#### FRAGMENTO CITADO

Cuando alguien se refiere a la música judía… ¿En qué piensa, qué notas resuenan en su cabeza? En comparación a otras tradiciones, culturas y aún religiones, la respuesta es compleja. Klezmer, música sefardí, canto litúrgico, Bob Dylan, Daniel Barenboim o Avishai Cohen representan aparentemente géneros y estilos demasiado diversos para compartir una misma categorización. Escribía Curt Sachs, el musicólogo fundador de la organología (la clasificación de los instrumentos musicales) moderna, que la música judía es la creada POR judíos, PARA judíos o COMO judíos. Es decir, que ampliaba la definición incluyendo, por ejemplo, la música klezmer o sefardí hecha por no judíos (el COMO) u obras como el oratorio “Esther” que el austríaco Cristiano Giuseppe Lidarti compuso en el siglo XVIII sobre letra en hebreo por encargo de la comunidad judía de Ámsterdam (el PARA).

########
#### CONJUNTO DE DATOS

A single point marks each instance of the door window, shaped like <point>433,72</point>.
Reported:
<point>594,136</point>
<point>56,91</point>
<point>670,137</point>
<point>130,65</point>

########

LO QUE SE PIDE:
Reescribe la parte del texto sobre la música judía que empieza con "Cuando alguien se" y termina con "Ámsterdam (el PARA).", cambiando "Ámsterdam" por "Venecia". Trabaja únicamente con el texto sobre la música judía.

RESULTADO COMPLETO:
Cuando alguien se refiere a la música judía… ¿En qué piensa, qué notas resuenan en su cabeza? En comparación a otras tradiciones, culturas y aún religiones, la respuesta es compleja. Klezmer, música sefardí, canto litúrgico, Bob Dylan, Daniel Barenboim o Avishai Cohen representan aparentemente géneros y estilos demasiado diversos para compartir una misma categorización. Escribía Curt Sachs, el musicólogo fundador de la organología (la clasificación de los instrumentos musicales) moderna, que la música judía es la creada POR judíos, PARA judíos o COMO judíos. Es decir, que ampliaba la definición incluyendo, por ejemplo, la música klezmer o sefardí hecha por no judíos (el COMO) u obras como el oratorio “Esther” que el austríaco Cristiano Giuseppe Lidarti compuso en el siglo XVIII sobre letra en hebreo por encargo de la comunidad judía de Venecia (el PARA).